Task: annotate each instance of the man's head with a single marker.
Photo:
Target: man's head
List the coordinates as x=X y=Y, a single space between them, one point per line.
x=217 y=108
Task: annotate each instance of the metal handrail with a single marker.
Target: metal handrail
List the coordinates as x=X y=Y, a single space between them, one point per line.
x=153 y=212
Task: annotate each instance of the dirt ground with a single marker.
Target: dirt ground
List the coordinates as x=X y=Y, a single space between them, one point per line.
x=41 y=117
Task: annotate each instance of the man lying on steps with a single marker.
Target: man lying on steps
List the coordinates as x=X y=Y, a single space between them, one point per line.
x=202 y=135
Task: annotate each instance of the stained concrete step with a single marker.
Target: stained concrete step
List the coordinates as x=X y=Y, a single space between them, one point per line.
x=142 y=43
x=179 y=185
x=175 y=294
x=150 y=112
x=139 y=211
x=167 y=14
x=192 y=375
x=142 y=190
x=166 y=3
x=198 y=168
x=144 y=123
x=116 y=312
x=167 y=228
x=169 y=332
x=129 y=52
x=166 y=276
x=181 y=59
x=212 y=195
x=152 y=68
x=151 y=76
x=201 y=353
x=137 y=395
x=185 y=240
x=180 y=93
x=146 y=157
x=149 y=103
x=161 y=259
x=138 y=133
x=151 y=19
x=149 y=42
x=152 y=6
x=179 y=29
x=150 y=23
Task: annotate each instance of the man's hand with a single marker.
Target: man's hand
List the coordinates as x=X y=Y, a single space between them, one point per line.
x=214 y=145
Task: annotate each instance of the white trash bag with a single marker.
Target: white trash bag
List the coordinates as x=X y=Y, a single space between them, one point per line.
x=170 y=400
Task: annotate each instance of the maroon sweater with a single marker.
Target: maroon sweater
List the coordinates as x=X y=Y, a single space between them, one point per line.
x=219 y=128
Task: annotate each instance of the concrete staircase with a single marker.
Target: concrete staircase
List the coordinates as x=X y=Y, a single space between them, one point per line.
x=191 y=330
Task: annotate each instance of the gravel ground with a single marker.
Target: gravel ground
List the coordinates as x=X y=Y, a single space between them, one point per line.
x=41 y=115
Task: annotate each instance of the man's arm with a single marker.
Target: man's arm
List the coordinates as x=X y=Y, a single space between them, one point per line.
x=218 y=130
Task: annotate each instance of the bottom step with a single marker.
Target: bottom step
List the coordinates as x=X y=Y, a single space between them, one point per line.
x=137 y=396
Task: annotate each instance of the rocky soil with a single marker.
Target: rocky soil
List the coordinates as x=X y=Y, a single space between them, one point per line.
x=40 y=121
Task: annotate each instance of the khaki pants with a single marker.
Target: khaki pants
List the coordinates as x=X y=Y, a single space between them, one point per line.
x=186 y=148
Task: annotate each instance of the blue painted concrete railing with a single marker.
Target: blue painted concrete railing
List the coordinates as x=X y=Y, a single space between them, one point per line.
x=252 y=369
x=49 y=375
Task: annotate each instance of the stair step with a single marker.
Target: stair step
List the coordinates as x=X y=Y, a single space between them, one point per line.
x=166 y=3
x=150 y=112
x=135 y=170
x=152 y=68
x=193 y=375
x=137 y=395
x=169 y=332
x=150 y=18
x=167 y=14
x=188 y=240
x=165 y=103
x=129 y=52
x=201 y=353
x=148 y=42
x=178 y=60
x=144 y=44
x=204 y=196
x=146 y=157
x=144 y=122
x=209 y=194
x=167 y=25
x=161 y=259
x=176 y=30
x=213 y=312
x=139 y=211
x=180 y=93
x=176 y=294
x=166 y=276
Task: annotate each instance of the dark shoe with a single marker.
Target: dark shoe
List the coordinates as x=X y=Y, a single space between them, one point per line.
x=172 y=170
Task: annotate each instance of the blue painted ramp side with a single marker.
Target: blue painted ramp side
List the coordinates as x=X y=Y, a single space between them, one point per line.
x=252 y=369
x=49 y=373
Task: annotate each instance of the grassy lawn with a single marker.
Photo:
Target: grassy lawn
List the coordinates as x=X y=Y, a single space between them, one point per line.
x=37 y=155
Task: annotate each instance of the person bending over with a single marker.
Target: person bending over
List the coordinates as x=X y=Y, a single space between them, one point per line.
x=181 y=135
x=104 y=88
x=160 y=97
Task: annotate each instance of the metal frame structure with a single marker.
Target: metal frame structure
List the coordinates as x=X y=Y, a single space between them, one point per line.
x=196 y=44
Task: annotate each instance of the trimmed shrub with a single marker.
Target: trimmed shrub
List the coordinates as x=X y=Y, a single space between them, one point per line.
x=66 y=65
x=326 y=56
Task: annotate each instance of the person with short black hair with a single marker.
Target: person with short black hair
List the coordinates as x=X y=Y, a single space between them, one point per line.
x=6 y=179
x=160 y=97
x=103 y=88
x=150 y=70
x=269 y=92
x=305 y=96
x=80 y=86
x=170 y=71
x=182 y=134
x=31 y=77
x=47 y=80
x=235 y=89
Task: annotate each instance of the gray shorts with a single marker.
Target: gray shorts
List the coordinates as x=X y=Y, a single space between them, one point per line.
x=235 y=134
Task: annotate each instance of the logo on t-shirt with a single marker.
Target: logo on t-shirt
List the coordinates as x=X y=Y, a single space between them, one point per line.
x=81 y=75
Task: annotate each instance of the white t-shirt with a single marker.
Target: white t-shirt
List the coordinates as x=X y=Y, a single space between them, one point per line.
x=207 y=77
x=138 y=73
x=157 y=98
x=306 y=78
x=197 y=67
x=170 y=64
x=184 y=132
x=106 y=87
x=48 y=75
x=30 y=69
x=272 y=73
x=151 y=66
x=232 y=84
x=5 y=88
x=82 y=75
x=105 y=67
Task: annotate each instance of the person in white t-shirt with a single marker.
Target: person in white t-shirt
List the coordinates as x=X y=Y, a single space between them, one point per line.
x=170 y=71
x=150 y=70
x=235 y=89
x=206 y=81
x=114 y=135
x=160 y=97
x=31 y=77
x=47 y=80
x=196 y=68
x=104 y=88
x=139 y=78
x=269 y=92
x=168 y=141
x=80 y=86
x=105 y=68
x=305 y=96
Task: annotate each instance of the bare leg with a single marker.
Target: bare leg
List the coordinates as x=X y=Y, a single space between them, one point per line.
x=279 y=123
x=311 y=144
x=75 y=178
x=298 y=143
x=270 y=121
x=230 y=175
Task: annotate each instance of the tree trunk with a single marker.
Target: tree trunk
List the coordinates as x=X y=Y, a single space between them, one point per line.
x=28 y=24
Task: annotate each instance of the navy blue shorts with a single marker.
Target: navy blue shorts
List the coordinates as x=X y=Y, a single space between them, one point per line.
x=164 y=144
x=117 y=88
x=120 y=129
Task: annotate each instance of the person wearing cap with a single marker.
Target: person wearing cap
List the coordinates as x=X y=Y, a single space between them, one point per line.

● Short task
Extract the listing in its entirety, matching it exactly.

● Solution below
Task: annotate each instance of the man's head with a single marker.
Photo:
Target: man's head
List the coordinates as x=X y=Y, a single space between them, one point per line.
x=217 y=108
Task: annotate each instance of the metal handrail with a single marker.
Target: metal handrail
List the coordinates as x=X y=Y, a single space between them, one point per line.
x=153 y=212
Task: annotate each instance of the dirt ground with a single marker.
Target: dirt ground
List the coordinates as x=X y=Y, a single space between them, one point per line.
x=41 y=117
Task: annotate each instance of the man lying on steps with a single marker.
Target: man lying on steps
List the coordinates as x=X y=Y, a single space between them, one point per line.
x=202 y=135
Task: annotate each instance of the stained concrete step with a single marker.
Target: stained concrete step
List the coordinates as x=X y=Y, a single space between them, one point per line.
x=142 y=43
x=179 y=185
x=175 y=294
x=150 y=112
x=139 y=211
x=167 y=14
x=192 y=375
x=142 y=190
x=166 y=3
x=198 y=168
x=144 y=123
x=116 y=312
x=167 y=228
x=169 y=332
x=129 y=52
x=166 y=276
x=181 y=59
x=212 y=195
x=152 y=68
x=151 y=76
x=201 y=353
x=137 y=395
x=185 y=240
x=180 y=93
x=146 y=157
x=149 y=103
x=161 y=259
x=138 y=133
x=151 y=19
x=149 y=42
x=152 y=6
x=179 y=29
x=150 y=23
Task: annotate each instance of the man's hand with a single marker.
Target: man's hand
List the coordinates as x=X y=Y, a single space between them, one point per line.
x=214 y=145
Task: annotate each instance of the white trash bag with a single marker.
Target: white trash bag
List the coordinates as x=X y=Y, a single space between them, one point per line.
x=170 y=400
Task: annotate each instance of the maroon sweater with a single marker.
Target: maroon sweater
List the coordinates as x=X y=Y, a single space between them, one point per line.
x=219 y=128
Task: annotate each instance of the concrete staircase with a single marker.
Target: concrete staircase
List the coordinates as x=X y=Y, a single space between them, one point per line.
x=191 y=330
Task: annotate each instance of the gravel ground with a single marker.
Target: gravel ground
List the coordinates as x=X y=Y, a single space between them, one point per line.
x=41 y=115
Task: annotate each instance of the man's arm with a single marker.
Target: man's arm
List the coordinates as x=X y=Y, a single space between them, one point per line.
x=218 y=130
Task: annotate each instance of the bottom step with a single marker.
Target: bottom step
List the coordinates as x=X y=Y, a single space between them, one point per line.
x=137 y=396
Task: annotate each instance of the rocky soil with a single marker.
Target: rocky soil
List the coordinates as x=X y=Y, a single space between them, one point per line.
x=40 y=121
Task: annotate each instance of the khaki pants with a single marker.
Target: khaki pants
List the coordinates as x=X y=Y, a single space between them, one point per line.
x=186 y=148
Task: annotate each instance of the blue painted concrete railing with a single marker.
Target: blue painted concrete railing
List the coordinates as x=X y=Y, a single space between them, one point per line.
x=252 y=369
x=49 y=375
Task: annotate each instance of the stair step with a single marker.
Target: stair step
List the coordinates as x=X y=Y, a single space between them, one point per line.
x=166 y=3
x=150 y=112
x=135 y=170
x=152 y=68
x=193 y=375
x=137 y=395
x=169 y=332
x=150 y=18
x=167 y=14
x=188 y=240
x=165 y=103
x=129 y=52
x=201 y=353
x=148 y=42
x=178 y=60
x=144 y=44
x=204 y=196
x=146 y=157
x=144 y=122
x=209 y=194
x=167 y=25
x=161 y=259
x=176 y=30
x=213 y=312
x=139 y=211
x=180 y=93
x=176 y=294
x=166 y=276
Task: annotate each instance of the dark shoe with a single marker.
Target: dark shoe
List the coordinates as x=X y=Y, a single space between them, one point per line.
x=172 y=170
Task: annotate each instance of the blue painted ramp side with a single marker.
Target: blue painted ramp side
List the coordinates as x=X y=Y, a single space between them, one point per line.
x=252 y=369
x=49 y=373
Task: annotate each instance of the grassy lawn with a single marker.
Photo:
Target: grassy lawn
List the coordinates as x=X y=Y, a single space between them, one point per line.
x=37 y=155
Task: annotate each instance of the person bending over with a single marker.
Target: person bending over
List the coordinates as x=X y=Y, a single space between them, one point per line.
x=181 y=135
x=104 y=88
x=160 y=97
Task: annotate each instance of the metal frame structure with a single marker.
Target: metal frame structure
List the coordinates as x=X y=Y, a single space between them, one point per line.
x=196 y=44
Task: annotate each instance of the trimmed shrub with a single marker.
Target: trimmed shrub
List the coordinates as x=X y=Y, a single space between them, one point per line.
x=66 y=65
x=326 y=56
Task: annotate each instance of the person with short black hair with a single marker.
Target: person with short black hair
List the coordinates as x=X y=Y, a single space between them, one point per line.
x=6 y=179
x=160 y=97
x=103 y=88
x=150 y=70
x=269 y=92
x=305 y=96
x=80 y=86
x=170 y=71
x=182 y=134
x=31 y=77
x=47 y=80
x=235 y=89
Task: annotate each instance of the gray shorts with a single marker.
Target: gray shorts
List the coordinates as x=X y=Y, a single space between them, one point per line.
x=235 y=134
Task: annotate each instance of the logo on t-shirt with a single marker.
Target: logo on t-shirt
List the coordinates as x=X y=Y, a single space between them, one point per line.
x=81 y=75
Task: annotate each instance of the white t-shirt with a single marker.
Target: white t-shirt
List the coordinates as x=X y=Y, a single space between them, one point per line.
x=207 y=77
x=138 y=73
x=157 y=98
x=306 y=78
x=197 y=67
x=170 y=64
x=184 y=132
x=106 y=87
x=48 y=75
x=30 y=69
x=272 y=73
x=151 y=66
x=232 y=84
x=5 y=88
x=82 y=75
x=105 y=67
Task: annotate each instance of the person in white t-shirt with a single marker.
Target: person in white t-shirt
List the coordinates as x=X y=Y, a single space between them, one point per line.
x=170 y=71
x=150 y=70
x=235 y=89
x=206 y=81
x=114 y=135
x=160 y=97
x=31 y=77
x=47 y=80
x=196 y=68
x=104 y=88
x=139 y=78
x=269 y=92
x=168 y=141
x=80 y=86
x=105 y=68
x=305 y=96
Task: annotate each instance of the bare leg with a single marker.
Target: bare leg
List the coordinates as x=X y=Y, a single space between them, one point per line.
x=279 y=123
x=311 y=144
x=75 y=178
x=298 y=143
x=270 y=121
x=230 y=175
Task: annotate each instance of the tree trunk with a single marker.
Target: tree trunk
List the coordinates as x=X y=Y, a single space between them, one point per line.
x=28 y=24
Task: annotate each instance of the navy blue shorts with a single marker.
Target: navy blue shorts
List the coordinates as x=X y=Y, a single space between them, one point per line.
x=164 y=144
x=117 y=88
x=120 y=129
Task: annotate each instance of the person wearing cap with a single marker.
Target: person wearing cap
List the coordinates as x=X y=Y, a single space between them, one point per line.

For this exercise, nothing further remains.